[Instruction]:
Show every line in the records below that contains the string "dresser", matching its case exactly.

[Location labeling records]:
┄┄┄┄┄┄┄┄┄┄┄┄┄┄┄┄┄┄┄┄

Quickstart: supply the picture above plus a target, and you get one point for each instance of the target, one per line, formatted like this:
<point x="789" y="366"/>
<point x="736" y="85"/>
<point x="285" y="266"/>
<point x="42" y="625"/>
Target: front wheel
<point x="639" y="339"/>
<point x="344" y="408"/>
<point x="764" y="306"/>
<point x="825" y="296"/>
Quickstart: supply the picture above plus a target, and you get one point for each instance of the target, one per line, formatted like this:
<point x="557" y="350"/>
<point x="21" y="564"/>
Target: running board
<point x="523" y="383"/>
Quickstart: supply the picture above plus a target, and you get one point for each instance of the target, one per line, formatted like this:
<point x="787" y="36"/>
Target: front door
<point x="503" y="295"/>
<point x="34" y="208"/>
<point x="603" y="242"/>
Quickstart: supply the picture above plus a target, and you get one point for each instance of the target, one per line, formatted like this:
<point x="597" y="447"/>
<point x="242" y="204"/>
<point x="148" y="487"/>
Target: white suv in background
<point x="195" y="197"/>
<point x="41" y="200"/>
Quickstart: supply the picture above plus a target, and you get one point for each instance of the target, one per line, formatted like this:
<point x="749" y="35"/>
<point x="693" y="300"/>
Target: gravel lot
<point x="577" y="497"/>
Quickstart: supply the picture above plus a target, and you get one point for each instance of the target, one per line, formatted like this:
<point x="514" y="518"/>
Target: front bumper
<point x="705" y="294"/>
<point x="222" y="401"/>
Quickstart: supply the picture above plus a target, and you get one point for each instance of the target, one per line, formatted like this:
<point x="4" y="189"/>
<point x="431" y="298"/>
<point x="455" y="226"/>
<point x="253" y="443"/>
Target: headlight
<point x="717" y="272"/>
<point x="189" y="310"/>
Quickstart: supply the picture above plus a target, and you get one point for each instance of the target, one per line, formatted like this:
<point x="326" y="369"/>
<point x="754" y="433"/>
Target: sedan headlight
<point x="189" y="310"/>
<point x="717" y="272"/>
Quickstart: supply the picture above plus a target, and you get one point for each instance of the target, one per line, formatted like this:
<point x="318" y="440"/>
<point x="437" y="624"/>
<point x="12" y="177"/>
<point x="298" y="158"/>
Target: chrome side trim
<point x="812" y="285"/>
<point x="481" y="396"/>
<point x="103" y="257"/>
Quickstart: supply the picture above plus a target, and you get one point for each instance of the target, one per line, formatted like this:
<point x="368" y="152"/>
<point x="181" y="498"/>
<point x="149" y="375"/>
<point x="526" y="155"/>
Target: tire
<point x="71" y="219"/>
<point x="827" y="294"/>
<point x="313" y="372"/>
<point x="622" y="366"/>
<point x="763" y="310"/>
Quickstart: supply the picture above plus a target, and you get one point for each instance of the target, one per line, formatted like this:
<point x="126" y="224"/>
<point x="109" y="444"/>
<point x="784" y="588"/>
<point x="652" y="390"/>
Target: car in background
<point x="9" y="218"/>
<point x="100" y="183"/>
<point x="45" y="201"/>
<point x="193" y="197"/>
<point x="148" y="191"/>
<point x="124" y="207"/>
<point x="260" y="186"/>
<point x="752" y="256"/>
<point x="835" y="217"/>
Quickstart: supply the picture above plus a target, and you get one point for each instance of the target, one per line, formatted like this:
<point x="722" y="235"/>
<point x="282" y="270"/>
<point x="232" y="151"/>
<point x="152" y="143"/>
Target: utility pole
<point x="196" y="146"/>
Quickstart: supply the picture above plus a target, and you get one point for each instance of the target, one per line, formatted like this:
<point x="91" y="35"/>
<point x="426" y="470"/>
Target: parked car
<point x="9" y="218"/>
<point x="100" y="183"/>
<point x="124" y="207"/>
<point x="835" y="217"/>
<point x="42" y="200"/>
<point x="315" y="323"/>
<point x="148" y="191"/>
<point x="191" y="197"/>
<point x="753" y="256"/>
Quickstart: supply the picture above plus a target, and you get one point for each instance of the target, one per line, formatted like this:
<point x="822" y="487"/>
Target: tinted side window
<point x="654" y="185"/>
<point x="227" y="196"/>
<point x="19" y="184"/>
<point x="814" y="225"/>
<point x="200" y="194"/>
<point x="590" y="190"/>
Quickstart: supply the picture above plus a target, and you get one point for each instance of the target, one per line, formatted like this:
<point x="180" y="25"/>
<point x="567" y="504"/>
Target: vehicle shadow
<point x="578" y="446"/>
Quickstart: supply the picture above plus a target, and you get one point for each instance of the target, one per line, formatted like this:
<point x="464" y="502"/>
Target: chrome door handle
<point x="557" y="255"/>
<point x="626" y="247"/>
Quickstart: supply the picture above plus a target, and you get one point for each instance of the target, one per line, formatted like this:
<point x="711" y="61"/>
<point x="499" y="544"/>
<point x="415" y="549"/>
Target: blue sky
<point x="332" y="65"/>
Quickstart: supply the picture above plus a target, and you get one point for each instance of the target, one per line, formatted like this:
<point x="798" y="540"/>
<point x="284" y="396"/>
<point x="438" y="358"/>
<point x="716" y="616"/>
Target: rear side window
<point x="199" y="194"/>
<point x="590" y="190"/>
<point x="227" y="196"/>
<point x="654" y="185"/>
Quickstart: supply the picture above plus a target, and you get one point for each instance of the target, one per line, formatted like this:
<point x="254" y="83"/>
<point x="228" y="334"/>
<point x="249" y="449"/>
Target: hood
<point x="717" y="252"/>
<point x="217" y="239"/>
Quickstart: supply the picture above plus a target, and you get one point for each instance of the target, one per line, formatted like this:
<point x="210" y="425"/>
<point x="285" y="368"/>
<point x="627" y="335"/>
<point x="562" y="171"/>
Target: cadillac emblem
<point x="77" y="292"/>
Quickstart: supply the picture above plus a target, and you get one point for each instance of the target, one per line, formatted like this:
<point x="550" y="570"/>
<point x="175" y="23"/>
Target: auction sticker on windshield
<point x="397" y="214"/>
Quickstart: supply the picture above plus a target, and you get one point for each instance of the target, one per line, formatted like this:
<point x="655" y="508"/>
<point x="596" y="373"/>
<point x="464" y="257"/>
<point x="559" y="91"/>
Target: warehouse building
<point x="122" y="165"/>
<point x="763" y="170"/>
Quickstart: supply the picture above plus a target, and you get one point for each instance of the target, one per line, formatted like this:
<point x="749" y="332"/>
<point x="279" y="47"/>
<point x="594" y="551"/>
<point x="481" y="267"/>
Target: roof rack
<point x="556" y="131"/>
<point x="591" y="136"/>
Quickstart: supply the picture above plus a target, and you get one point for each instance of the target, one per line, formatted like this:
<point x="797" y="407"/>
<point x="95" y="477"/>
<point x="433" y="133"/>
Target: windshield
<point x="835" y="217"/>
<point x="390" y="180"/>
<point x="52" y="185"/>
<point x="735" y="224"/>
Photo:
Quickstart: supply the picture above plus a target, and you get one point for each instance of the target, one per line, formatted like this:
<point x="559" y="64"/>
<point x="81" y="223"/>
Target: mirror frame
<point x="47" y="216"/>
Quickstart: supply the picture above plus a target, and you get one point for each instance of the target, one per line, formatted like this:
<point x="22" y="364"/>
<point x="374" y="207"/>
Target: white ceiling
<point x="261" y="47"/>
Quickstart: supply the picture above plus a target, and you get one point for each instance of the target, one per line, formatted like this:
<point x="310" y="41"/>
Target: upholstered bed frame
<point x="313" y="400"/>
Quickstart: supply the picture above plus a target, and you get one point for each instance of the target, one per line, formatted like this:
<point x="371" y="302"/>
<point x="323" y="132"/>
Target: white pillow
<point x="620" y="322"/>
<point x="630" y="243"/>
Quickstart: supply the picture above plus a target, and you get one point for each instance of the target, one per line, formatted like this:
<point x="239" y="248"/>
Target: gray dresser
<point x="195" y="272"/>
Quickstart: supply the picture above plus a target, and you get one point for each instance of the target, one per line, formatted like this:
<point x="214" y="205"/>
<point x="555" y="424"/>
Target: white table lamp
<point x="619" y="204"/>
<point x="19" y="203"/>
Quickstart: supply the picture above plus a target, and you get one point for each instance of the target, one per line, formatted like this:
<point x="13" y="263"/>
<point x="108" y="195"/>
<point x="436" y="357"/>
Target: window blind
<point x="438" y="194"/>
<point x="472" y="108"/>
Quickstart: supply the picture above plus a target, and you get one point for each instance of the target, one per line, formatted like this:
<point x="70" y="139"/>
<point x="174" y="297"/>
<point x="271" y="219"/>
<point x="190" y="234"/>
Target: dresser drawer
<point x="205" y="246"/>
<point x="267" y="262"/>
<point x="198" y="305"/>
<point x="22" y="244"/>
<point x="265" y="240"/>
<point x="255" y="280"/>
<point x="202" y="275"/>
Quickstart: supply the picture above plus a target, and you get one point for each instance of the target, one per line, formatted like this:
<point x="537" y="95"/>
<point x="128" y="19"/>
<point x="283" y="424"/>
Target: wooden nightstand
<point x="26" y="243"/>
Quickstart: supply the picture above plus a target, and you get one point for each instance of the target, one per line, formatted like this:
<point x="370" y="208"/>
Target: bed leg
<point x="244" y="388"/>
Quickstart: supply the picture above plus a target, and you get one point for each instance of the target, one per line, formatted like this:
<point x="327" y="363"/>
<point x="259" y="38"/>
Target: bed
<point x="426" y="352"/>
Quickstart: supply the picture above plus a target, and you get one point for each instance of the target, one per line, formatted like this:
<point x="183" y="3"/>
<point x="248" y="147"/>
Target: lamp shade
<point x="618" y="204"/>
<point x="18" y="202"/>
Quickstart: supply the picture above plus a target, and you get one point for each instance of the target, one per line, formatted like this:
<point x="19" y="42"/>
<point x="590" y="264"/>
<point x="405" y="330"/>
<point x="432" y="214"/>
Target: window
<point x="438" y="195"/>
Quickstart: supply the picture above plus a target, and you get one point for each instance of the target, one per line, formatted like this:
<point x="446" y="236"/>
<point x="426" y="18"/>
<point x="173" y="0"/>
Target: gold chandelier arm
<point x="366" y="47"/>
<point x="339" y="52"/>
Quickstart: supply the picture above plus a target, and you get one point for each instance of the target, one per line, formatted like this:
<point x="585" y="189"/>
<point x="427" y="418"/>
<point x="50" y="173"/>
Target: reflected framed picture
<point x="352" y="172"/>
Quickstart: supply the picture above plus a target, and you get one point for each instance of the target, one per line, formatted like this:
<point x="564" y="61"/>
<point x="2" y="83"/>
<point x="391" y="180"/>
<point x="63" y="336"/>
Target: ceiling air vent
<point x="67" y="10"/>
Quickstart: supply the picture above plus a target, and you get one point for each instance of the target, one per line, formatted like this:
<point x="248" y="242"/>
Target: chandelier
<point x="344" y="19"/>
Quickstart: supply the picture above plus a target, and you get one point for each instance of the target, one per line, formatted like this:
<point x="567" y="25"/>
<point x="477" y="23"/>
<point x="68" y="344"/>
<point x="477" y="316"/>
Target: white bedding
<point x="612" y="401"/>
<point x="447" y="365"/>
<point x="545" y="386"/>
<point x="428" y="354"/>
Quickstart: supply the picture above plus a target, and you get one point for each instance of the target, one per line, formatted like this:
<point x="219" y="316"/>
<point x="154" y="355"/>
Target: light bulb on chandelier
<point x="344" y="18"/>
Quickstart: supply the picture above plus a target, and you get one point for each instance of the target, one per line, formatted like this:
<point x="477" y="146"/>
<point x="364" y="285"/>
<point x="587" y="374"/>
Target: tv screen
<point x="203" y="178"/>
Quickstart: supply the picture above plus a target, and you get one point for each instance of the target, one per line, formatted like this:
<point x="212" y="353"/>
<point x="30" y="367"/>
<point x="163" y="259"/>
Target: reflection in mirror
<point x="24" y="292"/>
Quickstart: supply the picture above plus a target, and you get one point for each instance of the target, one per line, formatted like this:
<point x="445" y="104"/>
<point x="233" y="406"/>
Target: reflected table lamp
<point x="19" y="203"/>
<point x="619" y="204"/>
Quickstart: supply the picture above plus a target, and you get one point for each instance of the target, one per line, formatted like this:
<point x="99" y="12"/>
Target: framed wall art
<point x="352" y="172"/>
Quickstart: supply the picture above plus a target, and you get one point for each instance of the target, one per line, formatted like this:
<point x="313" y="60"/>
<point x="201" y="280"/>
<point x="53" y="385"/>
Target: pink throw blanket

┄┄┄┄┄┄┄┄┄┄┄┄┄┄┄┄┄┄┄┄

[The answer]:
Target: gray dresser
Target: dresser drawer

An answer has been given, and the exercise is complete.